Extracted data entries
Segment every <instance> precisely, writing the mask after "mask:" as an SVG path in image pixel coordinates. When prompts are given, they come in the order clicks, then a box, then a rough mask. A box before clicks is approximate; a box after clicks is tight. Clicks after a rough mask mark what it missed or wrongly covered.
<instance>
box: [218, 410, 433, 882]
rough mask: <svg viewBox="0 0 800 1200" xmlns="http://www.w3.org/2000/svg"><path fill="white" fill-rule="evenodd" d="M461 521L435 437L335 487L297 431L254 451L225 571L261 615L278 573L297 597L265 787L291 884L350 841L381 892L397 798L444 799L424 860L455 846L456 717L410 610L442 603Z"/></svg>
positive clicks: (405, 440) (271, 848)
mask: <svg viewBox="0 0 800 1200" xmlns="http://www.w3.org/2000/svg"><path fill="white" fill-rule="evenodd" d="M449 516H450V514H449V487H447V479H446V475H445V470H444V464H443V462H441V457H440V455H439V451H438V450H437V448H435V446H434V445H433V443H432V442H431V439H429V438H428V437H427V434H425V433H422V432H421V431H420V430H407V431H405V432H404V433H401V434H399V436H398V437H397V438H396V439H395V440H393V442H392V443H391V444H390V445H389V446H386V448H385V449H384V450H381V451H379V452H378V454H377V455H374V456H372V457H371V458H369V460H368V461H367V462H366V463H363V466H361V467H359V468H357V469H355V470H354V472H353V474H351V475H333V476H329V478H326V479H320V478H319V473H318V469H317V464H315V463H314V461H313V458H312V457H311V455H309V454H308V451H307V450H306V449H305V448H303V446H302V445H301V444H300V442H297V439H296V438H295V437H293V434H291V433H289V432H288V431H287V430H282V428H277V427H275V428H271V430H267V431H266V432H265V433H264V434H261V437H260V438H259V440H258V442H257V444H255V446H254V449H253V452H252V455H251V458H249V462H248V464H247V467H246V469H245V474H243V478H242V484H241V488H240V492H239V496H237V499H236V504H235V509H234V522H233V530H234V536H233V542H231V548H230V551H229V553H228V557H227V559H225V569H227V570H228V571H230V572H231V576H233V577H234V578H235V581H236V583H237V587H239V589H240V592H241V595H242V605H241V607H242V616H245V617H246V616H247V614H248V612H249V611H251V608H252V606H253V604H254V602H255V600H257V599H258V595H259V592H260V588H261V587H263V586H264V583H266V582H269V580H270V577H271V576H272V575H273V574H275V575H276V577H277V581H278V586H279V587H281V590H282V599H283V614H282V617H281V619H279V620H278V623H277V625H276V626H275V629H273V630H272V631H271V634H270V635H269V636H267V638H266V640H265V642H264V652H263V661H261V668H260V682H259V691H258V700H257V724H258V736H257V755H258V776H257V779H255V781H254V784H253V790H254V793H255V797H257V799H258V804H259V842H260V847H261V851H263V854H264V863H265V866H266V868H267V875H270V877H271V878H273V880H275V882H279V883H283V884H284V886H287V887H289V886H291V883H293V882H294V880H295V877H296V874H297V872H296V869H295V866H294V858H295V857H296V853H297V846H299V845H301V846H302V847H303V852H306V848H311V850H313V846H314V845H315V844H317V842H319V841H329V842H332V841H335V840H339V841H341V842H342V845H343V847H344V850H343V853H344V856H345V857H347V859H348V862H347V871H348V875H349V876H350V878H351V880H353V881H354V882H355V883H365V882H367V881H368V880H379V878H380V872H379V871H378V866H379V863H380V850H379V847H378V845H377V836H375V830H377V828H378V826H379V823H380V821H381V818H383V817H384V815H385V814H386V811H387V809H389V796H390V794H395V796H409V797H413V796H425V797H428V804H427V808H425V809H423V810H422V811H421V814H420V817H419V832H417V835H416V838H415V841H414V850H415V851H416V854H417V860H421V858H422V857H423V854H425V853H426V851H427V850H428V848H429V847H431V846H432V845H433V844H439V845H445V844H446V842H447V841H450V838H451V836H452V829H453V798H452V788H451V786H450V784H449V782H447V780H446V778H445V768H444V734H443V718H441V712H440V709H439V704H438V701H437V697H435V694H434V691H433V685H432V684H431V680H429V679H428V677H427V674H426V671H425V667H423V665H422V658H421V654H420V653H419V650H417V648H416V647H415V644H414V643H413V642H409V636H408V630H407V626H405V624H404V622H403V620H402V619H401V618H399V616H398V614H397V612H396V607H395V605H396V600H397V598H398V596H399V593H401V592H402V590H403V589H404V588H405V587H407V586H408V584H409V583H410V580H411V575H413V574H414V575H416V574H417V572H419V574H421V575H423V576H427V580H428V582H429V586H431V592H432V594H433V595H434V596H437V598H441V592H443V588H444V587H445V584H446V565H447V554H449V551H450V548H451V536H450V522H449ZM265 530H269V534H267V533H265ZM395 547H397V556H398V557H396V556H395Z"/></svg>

INSTRUCTIONS TO FOLLOW:
Each line of the data above is to be duplicated exactly.

FINAL ANSWER:
Segment every <instance> precisely, writing the mask after "mask:" as an SVG path in image pixel coordinates. When prompts are given, they come in the order clicks, then a box, then a rough mask. A box before clicks is approximate; a box after clicks is tight. Clicks after a rough mask mark what it missed or wrongly covered.
<instance>
box: [218, 410, 433, 882]
rough mask: <svg viewBox="0 0 800 1200" xmlns="http://www.w3.org/2000/svg"><path fill="white" fill-rule="evenodd" d="M461 521L435 437L335 487L297 431L254 451L225 571L261 615L278 573L297 597L265 787L291 884L350 841L381 892L397 798L444 799L424 860L455 846L456 717L410 610L442 603Z"/></svg>
positive clicks: (405, 440) (271, 848)
mask: <svg viewBox="0 0 800 1200" xmlns="http://www.w3.org/2000/svg"><path fill="white" fill-rule="evenodd" d="M449 516H450V514H449V487H447V479H446V475H445V470H444V464H443V462H441V457H440V455H439V451H438V450H437V448H435V446H434V445H433V443H432V442H431V439H429V438H428V437H427V434H425V433H422V432H421V431H420V430H407V431H405V432H404V433H401V434H399V436H398V437H397V438H396V439H395V440H393V442H392V443H391V444H390V445H389V446H386V448H385V449H384V450H381V451H379V452H378V454H377V455H374V456H372V457H371V458H369V460H368V461H367V462H366V463H363V466H361V467H359V468H357V469H355V470H354V472H353V474H351V475H333V476H329V478H326V479H320V478H319V473H318V469H317V464H315V463H314V461H313V458H312V457H311V455H309V454H308V451H307V450H306V449H305V448H303V446H302V445H301V444H300V442H297V439H296V438H295V437H293V434H291V433H289V432H288V431H287V430H282V428H277V427H275V428H271V430H267V431H266V432H265V433H264V434H261V437H260V438H259V440H258V442H257V444H255V446H254V449H253V452H252V455H251V458H249V462H248V464H247V467H246V469H245V474H243V478H242V484H241V488H240V492H239V496H237V499H236V504H235V509H234V522H233V530H234V536H233V542H231V548H230V551H229V553H228V557H227V559H225V569H227V570H228V571H230V572H231V576H233V577H234V578H235V581H236V583H237V587H239V589H240V592H241V595H242V605H241V607H242V616H245V617H246V616H247V614H248V612H249V611H251V608H252V606H253V604H254V602H255V600H257V599H258V595H259V592H260V588H261V587H263V586H264V583H266V582H269V580H270V577H271V576H272V575H273V574H275V575H276V577H277V581H278V586H279V587H281V590H282V599H283V614H282V617H281V619H279V620H278V623H277V625H276V626H275V629H273V630H272V631H271V634H270V635H269V636H267V638H266V640H265V642H264V652H263V661H261V668H260V682H259V691H258V700H257V724H258V736H257V755H258V776H257V779H255V781H254V784H253V790H254V793H255V797H257V799H258V804H259V842H260V847H261V851H263V854H264V863H265V866H266V868H267V875H270V877H271V878H273V880H275V882H279V883H283V884H284V886H287V887H289V886H291V883H293V882H294V880H295V877H296V874H297V872H296V869H295V866H294V858H295V857H296V853H297V846H299V845H301V846H302V847H303V852H306V848H311V850H313V846H314V845H315V844H317V842H319V841H329V842H332V841H335V840H339V841H341V842H342V845H343V847H344V850H343V853H344V856H345V857H347V859H348V862H347V871H348V875H349V876H350V878H351V880H353V881H354V882H355V883H365V882H367V881H368V880H379V878H380V872H379V871H378V866H379V863H380V850H379V847H378V845H377V836H375V830H377V828H378V826H379V823H380V821H381V818H383V817H384V815H385V814H386V811H387V809H389V796H390V794H395V796H409V797H413V796H425V797H428V804H427V808H425V809H423V810H422V811H421V814H420V817H419V832H417V835H416V838H415V841H414V850H415V851H416V854H417V860H421V858H422V857H423V854H425V853H426V851H427V850H428V848H429V847H431V846H432V845H433V844H439V845H445V844H446V842H447V841H450V838H451V836H452V829H453V798H452V788H451V786H450V784H449V782H447V780H446V778H445V768H444V734H443V718H441V712H440V709H439V704H438V701H437V697H435V694H434V691H433V685H432V684H431V680H429V679H428V677H427V674H426V671H425V667H423V665H422V658H421V654H420V653H419V650H417V648H416V647H415V644H414V643H413V642H409V636H408V630H407V626H405V624H404V622H403V620H402V619H401V618H399V616H398V614H397V612H396V607H395V605H396V600H397V598H398V596H399V593H401V592H402V590H403V589H404V588H405V587H407V586H408V584H409V583H410V580H411V575H413V574H414V575H416V574H417V572H419V574H421V575H423V576H427V580H428V582H429V586H431V592H432V594H433V595H434V596H437V598H441V592H443V588H444V587H445V584H446V565H447V554H449V551H450V548H451V536H450V522H449ZM265 530H269V534H267V533H265ZM395 547H397V556H398V557H396V556H395Z"/></svg>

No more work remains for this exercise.